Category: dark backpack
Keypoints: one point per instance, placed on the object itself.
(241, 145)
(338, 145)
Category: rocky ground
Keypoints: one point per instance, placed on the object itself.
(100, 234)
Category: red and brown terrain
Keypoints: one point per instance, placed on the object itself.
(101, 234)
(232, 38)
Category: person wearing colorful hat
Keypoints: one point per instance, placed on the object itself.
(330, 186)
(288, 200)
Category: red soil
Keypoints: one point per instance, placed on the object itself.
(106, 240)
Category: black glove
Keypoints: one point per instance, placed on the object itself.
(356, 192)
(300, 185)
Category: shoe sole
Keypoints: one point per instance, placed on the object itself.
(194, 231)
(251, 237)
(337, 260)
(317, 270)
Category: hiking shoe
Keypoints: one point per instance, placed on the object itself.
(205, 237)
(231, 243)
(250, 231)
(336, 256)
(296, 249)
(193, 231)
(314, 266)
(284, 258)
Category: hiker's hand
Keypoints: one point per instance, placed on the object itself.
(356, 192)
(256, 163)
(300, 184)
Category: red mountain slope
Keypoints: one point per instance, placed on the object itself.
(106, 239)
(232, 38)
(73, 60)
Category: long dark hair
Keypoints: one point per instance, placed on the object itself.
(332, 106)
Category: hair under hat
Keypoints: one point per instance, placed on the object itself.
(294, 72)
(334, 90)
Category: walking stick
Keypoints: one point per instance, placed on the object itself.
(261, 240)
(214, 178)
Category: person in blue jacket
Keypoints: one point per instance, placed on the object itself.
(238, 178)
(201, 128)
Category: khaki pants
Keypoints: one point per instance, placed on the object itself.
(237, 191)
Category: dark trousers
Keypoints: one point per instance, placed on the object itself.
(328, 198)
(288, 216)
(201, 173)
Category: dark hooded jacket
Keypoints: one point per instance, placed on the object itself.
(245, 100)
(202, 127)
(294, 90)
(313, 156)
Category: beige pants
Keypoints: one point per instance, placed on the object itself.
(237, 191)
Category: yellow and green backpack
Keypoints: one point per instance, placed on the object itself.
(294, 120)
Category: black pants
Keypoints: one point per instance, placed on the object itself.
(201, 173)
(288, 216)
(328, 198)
○ ○ ○ ○ ○ ○ ○
What to work on ▸ Search the data for the string "hair" and copy out every line where it is found.

Output for this task ▸
Category: long dark hair
Category: hair under hat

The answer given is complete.